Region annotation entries
----------------------------------------

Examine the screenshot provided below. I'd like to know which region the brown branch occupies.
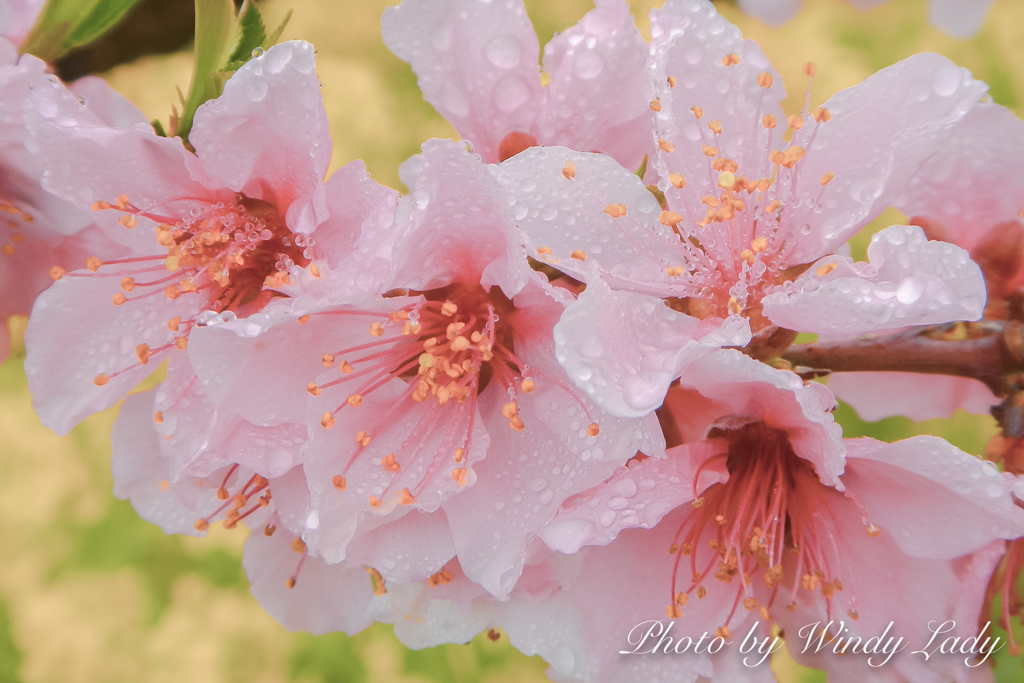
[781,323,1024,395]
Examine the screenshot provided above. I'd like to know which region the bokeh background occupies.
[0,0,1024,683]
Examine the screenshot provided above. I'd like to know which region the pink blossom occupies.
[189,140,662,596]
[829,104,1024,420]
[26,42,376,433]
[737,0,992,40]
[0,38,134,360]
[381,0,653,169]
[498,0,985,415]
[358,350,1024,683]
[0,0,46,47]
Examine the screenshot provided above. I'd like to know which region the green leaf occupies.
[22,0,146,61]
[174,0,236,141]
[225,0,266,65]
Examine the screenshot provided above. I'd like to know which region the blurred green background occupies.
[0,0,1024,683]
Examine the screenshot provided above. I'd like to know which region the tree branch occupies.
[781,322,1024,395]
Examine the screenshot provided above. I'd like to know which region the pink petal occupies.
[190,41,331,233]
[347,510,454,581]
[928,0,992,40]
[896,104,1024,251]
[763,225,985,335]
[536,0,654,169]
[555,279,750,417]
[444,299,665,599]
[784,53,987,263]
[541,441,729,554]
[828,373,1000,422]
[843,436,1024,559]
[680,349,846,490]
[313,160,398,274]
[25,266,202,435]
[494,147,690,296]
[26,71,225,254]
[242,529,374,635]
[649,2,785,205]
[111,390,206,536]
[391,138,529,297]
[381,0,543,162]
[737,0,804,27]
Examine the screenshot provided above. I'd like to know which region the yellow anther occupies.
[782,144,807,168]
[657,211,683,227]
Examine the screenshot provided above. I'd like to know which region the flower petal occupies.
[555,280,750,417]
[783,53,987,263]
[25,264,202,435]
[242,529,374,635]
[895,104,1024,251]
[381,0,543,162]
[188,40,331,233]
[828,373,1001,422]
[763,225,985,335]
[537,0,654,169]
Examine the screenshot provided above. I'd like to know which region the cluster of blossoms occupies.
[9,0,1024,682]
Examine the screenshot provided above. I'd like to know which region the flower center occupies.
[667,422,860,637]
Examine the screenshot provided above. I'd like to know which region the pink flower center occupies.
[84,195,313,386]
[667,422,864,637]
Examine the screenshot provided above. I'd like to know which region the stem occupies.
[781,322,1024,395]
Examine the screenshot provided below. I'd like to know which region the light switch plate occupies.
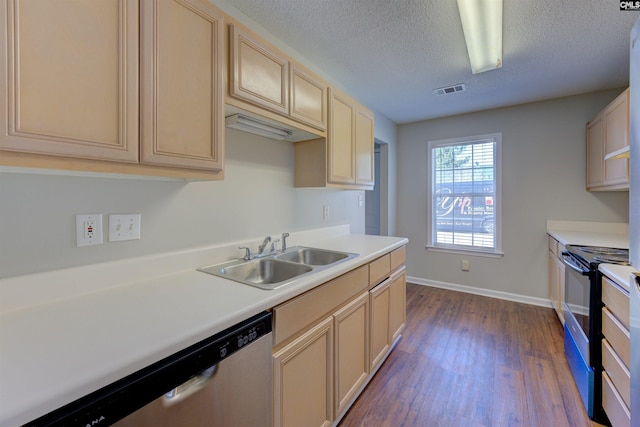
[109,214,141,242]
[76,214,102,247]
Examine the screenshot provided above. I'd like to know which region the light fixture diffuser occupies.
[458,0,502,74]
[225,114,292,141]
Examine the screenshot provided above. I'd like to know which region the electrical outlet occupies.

----------------------------------------

Requirement
Update the material above by replacing "screenshot" with "photo" wherever it appears, leaving everything else unchanged. Omit the pictures from your answer.

Answer to this task
Examine the photo provided below. I'd like to know which region the brown branch occupies.
[781,323,1024,395]
Examine the photo provided above. I'd like to know which region the bokeh background occupies.
[0,0,1024,683]
Examine the photo provided above. I'd like to know which region the pink blossom occupies.
[189,140,662,596]
[829,104,1024,420]
[26,42,376,433]
[737,0,992,40]
[0,38,134,360]
[381,0,653,169]
[498,0,985,415]
[358,350,1024,683]
[0,0,46,47]
Examine the photo provided above. I'd like to know which region the green leaf occupies.
[22,0,146,61]
[174,0,236,141]
[225,0,266,65]
Examine the photo provided above. I'd like to know which region the blurred green background occupies.
[0,0,1024,683]
Examine the photo provided above. I'd like to know which region the tree branch occupies.
[781,322,1024,395]
Examine the photo provided above. I'd like to know which region the pink petal occupies.
[190,41,331,233]
[347,510,454,581]
[928,0,992,40]
[896,104,1024,251]
[763,225,985,335]
[536,0,654,169]
[555,279,750,417]
[444,299,665,599]
[784,53,987,263]
[541,441,729,554]
[828,373,1000,422]
[843,436,1024,559]
[680,349,846,490]
[313,160,398,274]
[25,266,202,435]
[494,147,690,296]
[26,71,225,254]
[242,529,374,635]
[649,2,785,205]
[111,390,206,536]
[391,138,529,297]
[381,0,543,162]
[737,0,804,27]
Examine the photo provided above. I'd like to know which region the yellow anther occupies.
[782,144,807,168]
[657,211,683,227]
Examine the photo provided above. I'd like to know which region the flower petal occupies.
[555,280,750,417]
[783,53,987,263]
[25,264,202,435]
[242,529,374,635]
[895,104,1024,251]
[381,0,543,162]
[188,40,331,233]
[828,373,1001,422]
[763,225,985,335]
[537,0,654,169]
Examine the photo provided above. I'd like to know which region the cluster of blossoms occupies.
[9,0,1024,682]
Examine the photo provided above. I'd like to know which region the flower center occupies.
[667,422,860,637]
Examine the photo provided above. I'd like to know which region the pink flower center occupies.
[84,195,313,386]
[667,422,864,637]
Examine the photo provided above. I'd like to know which region the stem occupies.
[781,322,1024,395]
Examine the photo provided below. I'd like to know which region the light switch plate occupies.
[109,214,141,242]
[76,214,102,247]
Examine the photo provided above. I'd like to know which region the light fixture diffuser occupies.
[458,0,502,74]
[225,114,292,141]
Examine the photo provided above. I'd like to know which region the electrical outlet occupies.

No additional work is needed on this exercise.